[Passage provided start]

CAIIB ABM Module A Unit 2 : Sampling Methods

CAIIB ABM Module A Unit 2: Sampling Methods (New Syllabus) 

IIBF has released the New Syllabus Exam Pattern for CAIIB Exam 2023. Following the format of the current exam, CAIIB 2023 will have now four papers. The CAIIB Paper 1 (Advanced Bank Management) includes an important topic called “Sampling Methods”. Every candidate who are appearing for the CAIIB Certification Examination 2023 must understand each unit included in the syllabus.

In this article, we are going to cover all the necessary details of CAIIB Paper 1 (ABM) Module A (Statistics ) Unit 2 : Sampling Methods, Aspirants must go through this article to better understand the topic, Sampling Methods and practice using our Online Mock Test Series to strengthen their knowledge of Banker Customer Relationship. Unit 2: Sampling Methods

Sampling

Sampling is a process used in statistical analysis in which a predetermined number of observations are taken from a larger population. The methodology used to sample from a larger population depends on the type of analysis being performed.

Types of sampling

There are two methods of selecting from populations

• Non- random or judgement sampling
• Random or probability sampling

Random Sampling

A probability sampling method is any method of sampling that utilizes some form of random selection. In order to have a random selection method, you must set up some process or procedure that assures that the different units in your population have equal probabilities of being chosen.

Type of Random Sampling

There are four main type of random sampling

i)Simple Random Sampling (SRS)

ii)Stratified Sampling

iii)Cluster Sampling

iv)Systematic Sampling

• Simple Random Sampling (SRS):Simple Random Sampling selects samples by methods that allow each possible sample to have an equal probability of being picked and each item in the entire population to have an equal chance or being included in the sample.
• Systematic Sampling:In systematic sampling, elements are selected from the population at a uniform level that is measured in time, order, or space. If we wanted to interview every twentieth student on a college campus, we would choose a random starting point in the first twenty names in the student directory and then pick every twentieth name thereafter.

[Passage provided end]
[Data shown start]

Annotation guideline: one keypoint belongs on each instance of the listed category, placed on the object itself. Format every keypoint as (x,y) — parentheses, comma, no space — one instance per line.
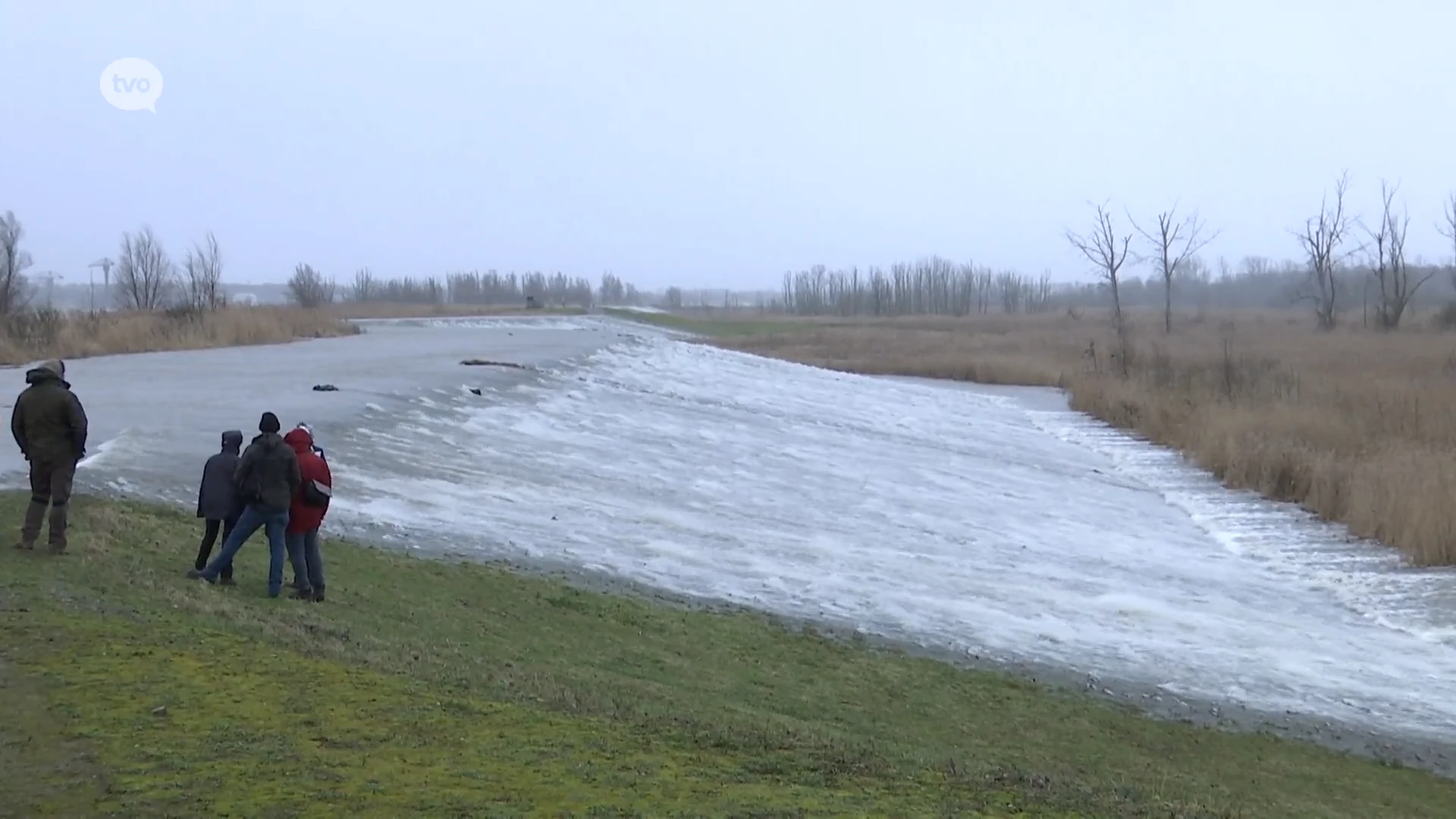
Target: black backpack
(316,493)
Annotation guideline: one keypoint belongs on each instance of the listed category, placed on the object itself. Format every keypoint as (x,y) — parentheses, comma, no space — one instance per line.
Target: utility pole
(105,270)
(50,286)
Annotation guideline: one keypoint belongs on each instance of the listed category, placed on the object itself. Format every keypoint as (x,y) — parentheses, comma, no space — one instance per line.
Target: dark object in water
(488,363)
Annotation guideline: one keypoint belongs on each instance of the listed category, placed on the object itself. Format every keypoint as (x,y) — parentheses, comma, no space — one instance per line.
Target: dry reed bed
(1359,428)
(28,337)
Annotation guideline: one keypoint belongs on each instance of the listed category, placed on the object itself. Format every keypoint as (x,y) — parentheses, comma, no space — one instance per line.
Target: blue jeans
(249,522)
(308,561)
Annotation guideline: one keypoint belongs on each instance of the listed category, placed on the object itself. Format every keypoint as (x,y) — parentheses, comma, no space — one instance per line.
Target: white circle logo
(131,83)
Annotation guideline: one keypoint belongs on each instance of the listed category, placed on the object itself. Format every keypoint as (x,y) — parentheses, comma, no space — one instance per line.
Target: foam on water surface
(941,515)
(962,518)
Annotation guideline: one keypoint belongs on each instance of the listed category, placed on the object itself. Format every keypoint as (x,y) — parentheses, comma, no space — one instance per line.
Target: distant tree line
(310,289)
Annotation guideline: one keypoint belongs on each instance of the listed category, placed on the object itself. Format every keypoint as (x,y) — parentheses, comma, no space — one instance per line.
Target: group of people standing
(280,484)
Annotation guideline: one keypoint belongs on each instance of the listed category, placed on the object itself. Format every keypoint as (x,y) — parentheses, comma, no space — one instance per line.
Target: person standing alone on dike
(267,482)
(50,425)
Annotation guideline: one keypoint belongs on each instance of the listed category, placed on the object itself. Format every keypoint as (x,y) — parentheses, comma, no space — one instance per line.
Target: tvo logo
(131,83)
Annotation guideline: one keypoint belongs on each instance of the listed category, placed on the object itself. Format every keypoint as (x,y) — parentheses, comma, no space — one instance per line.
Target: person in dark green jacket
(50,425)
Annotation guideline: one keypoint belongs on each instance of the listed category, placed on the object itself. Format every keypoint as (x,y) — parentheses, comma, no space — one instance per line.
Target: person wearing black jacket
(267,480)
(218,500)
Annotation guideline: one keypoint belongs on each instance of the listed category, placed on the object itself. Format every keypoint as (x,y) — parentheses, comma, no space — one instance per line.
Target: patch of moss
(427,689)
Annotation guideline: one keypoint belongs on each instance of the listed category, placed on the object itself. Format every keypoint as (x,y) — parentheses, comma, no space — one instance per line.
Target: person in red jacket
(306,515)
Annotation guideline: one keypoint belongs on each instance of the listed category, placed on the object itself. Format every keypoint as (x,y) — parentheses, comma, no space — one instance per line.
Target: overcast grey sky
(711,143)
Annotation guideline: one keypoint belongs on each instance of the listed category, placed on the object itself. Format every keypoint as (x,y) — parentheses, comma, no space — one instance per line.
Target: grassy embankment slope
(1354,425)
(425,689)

[Data shown end]

Continue the article on sampling methods above, starting right after the sentence that ends "pick every twentieth name thereafter."

• Stratified Sampling: To use stratified sampling, we divide the population into relatively homogenous groups, called strata. Then we use one of two approaches. Either we select at random from each stratum a specified number of elements corresponding to the proportion of that stratum in the population as a whole or we draw an equal number of elements from each stratum and give weight to the results according to the stratum’s proportion of total population.
• Cluster Sampling: In cluster sampling, we divide the population into groups or clusters and then select a random sample of these clusters. We assume that these individual clusters are representative of the population as a whole. If a market Research team is attempting to determine by sampling the average number of television sets per household in a large city, they could use a city map and divide the territory into blocks and then choose a certain number of blocks (clusters) for interviewing. Every household in each of these blocks would be interviewed. A well designed cluster sampling procedure can produce a more precise sample at considerably less cost than that of simple random sampling.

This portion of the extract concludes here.